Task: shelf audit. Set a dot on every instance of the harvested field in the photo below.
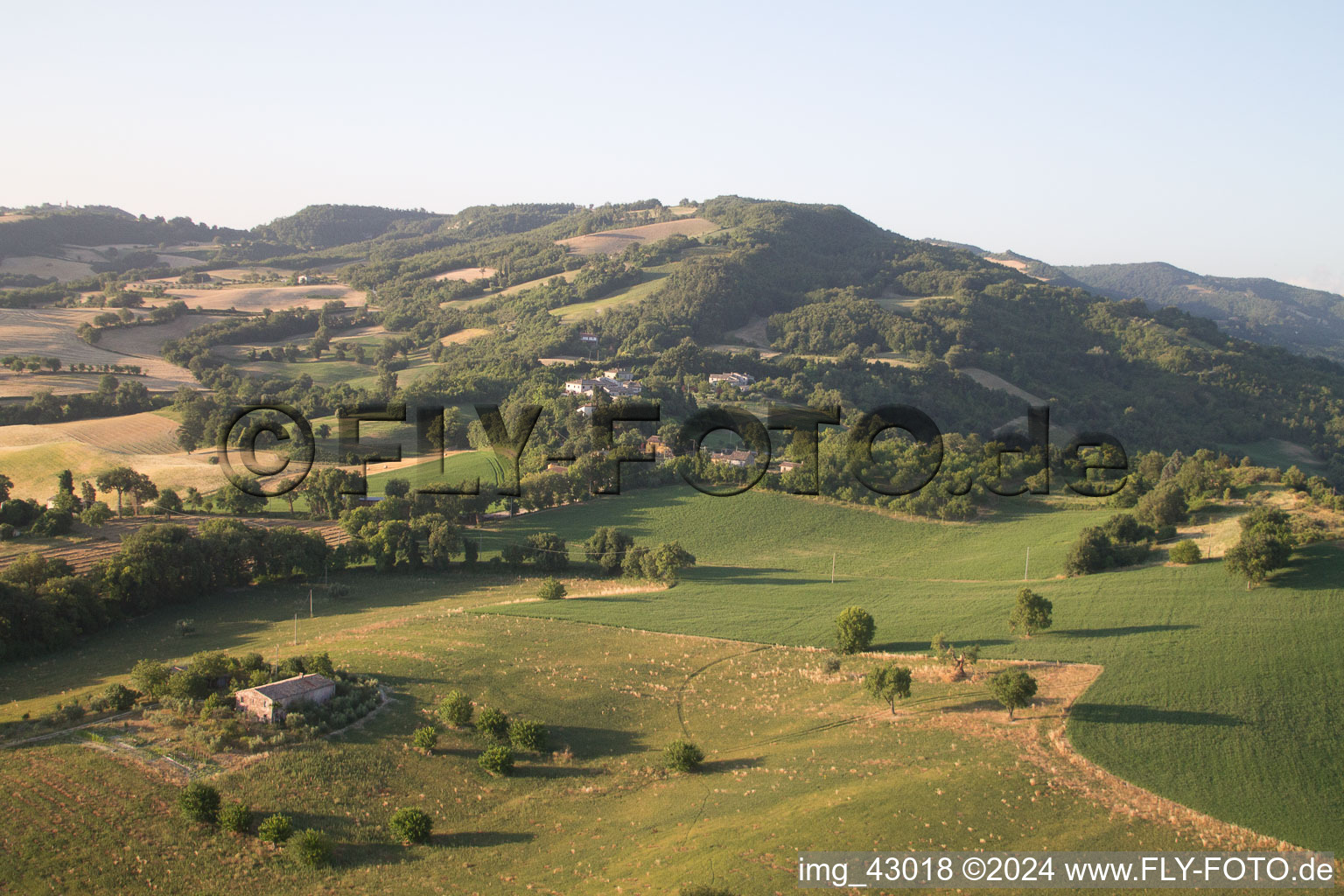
(107, 540)
(609, 242)
(255, 298)
(52, 332)
(62, 269)
(147, 341)
(468, 274)
(464, 336)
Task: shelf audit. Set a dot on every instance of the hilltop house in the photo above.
(269, 702)
(613, 387)
(741, 381)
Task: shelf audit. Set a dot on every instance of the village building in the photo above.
(741, 381)
(734, 458)
(270, 702)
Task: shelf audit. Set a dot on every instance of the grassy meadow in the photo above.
(796, 760)
(1216, 697)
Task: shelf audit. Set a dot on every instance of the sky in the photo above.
(1203, 135)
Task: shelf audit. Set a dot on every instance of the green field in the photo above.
(796, 760)
(1221, 699)
(649, 280)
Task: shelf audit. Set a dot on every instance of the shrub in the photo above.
(527, 735)
(854, 630)
(492, 723)
(200, 802)
(1031, 614)
(276, 830)
(454, 710)
(498, 760)
(311, 848)
(410, 825)
(235, 817)
(683, 755)
(1184, 552)
(120, 697)
(1013, 688)
(551, 589)
(425, 738)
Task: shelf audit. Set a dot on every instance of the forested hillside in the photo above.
(1265, 311)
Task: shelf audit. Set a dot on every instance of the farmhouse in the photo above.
(613, 387)
(741, 381)
(269, 702)
(734, 458)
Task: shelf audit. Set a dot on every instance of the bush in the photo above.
(551, 589)
(492, 723)
(454, 710)
(120, 697)
(527, 735)
(235, 817)
(498, 760)
(200, 802)
(276, 830)
(1184, 552)
(854, 630)
(425, 738)
(1013, 688)
(311, 848)
(410, 825)
(683, 755)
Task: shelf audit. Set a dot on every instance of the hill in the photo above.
(1309, 321)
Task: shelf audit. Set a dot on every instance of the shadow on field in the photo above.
(1118, 630)
(730, 765)
(1120, 715)
(480, 838)
(584, 742)
(922, 647)
(556, 771)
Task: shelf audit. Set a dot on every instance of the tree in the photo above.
(1164, 506)
(1031, 614)
(311, 848)
(425, 738)
(854, 630)
(122, 480)
(235, 817)
(547, 551)
(454, 710)
(276, 830)
(683, 755)
(200, 802)
(606, 549)
(889, 682)
(496, 760)
(1256, 556)
(1013, 688)
(410, 825)
(95, 514)
(118, 696)
(492, 723)
(1184, 552)
(527, 735)
(948, 654)
(150, 677)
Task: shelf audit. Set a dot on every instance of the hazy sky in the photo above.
(1205, 135)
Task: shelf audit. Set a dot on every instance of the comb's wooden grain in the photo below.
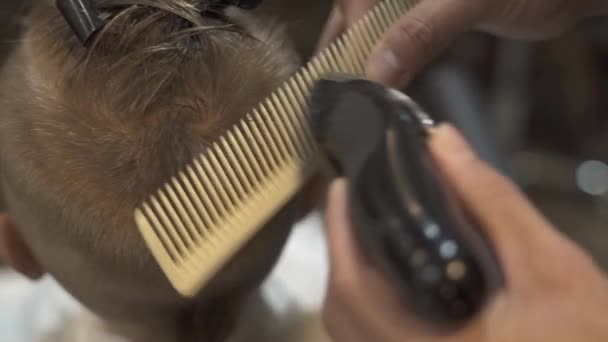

▶ Given request
Print all of the data above verbatim, line by line, and leave the pictures out.

▶ Answer to the exercise
Task: shelf audit. Set a dot on every instance of the harvested field in the photo below.
(107, 540)
(609, 242)
(255, 298)
(52, 332)
(62, 269)
(147, 341)
(468, 274)
(464, 336)
Task: shelf audit. Set a dot on every instance of the hilltop house in the photo above.
(269, 702)
(613, 387)
(741, 381)
Task: shelf audit. Set a dot on every instance of the village building in the photo above.
(741, 381)
(734, 458)
(270, 702)
Task: shelf audit. Set a dot on every instance of the grassy meadow in the photo above.
(796, 760)
(1216, 697)
Task: shelf audit. Set a dot on every instance of the sky in the photo above.
(1203, 135)
Task: shelf audit. Set a dot on every instance of the green field in the photo above.
(796, 760)
(1221, 699)
(649, 280)
Task: shelf audit. Set a dot on every instance of the shrub in the photo above.
(527, 735)
(854, 630)
(492, 723)
(200, 802)
(1031, 614)
(276, 830)
(454, 710)
(498, 760)
(311, 848)
(410, 825)
(235, 817)
(683, 755)
(1184, 552)
(120, 697)
(1013, 688)
(551, 589)
(425, 738)
Task: shelf audit. Set a dot on every instance of the forested hillside in the photo above.
(1265, 311)
Task: shelf audit. Set a dot on every instance of the farmhouse in the photo above.
(613, 387)
(741, 381)
(269, 702)
(734, 458)
Task: shelf audit. Set a dot on every instance of the bush in the photo above.
(551, 589)
(492, 723)
(454, 710)
(120, 697)
(527, 735)
(235, 817)
(498, 760)
(200, 802)
(276, 830)
(1184, 552)
(854, 630)
(425, 738)
(1013, 688)
(311, 848)
(410, 825)
(683, 755)
Task: shelf audit. Set a dot on every instance of the hill in the photo above.
(1309, 321)
Task: shelf audit. Set a dot on every instance of the shadow on field in the photo above.
(1118, 630)
(730, 765)
(1120, 715)
(480, 838)
(584, 742)
(922, 647)
(556, 771)
Task: shelf audit. Set a dot on every instance of the tree in the photo above.
(1164, 506)
(1031, 614)
(311, 848)
(425, 738)
(854, 630)
(122, 480)
(235, 817)
(547, 551)
(454, 710)
(276, 830)
(683, 755)
(200, 802)
(606, 549)
(889, 682)
(496, 760)
(1256, 556)
(1013, 688)
(410, 825)
(95, 514)
(118, 696)
(492, 723)
(1184, 552)
(527, 735)
(948, 654)
(150, 677)
Task: shelf audit. Set a dot on every instance of the hazy sky in the photo above.
(1205, 135)
Task: shelf audit. Set a dot on every instance of the comb's wooden grain in the photo below.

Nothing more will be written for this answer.